| WHAT YOU WILL DO |
Write out all the lines again, precisely as they stand, but without the images.

-------- DATASET CONTENT --------

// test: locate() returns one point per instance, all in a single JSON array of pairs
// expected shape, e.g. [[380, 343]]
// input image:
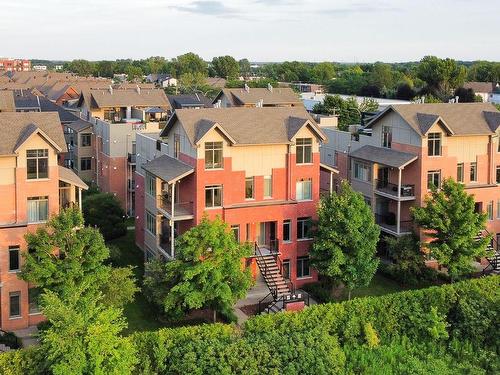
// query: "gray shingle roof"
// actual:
[[167, 168], [269, 125], [386, 156]]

--------

| CORRECT OUTPUT |
// test: locate() returns one point per instance, all in a single JSON array of pairs
// expected shape, e.g. [[380, 343]]
// input image:
// query: "gray shingle roof"
// actual:
[[167, 168], [269, 125], [386, 156]]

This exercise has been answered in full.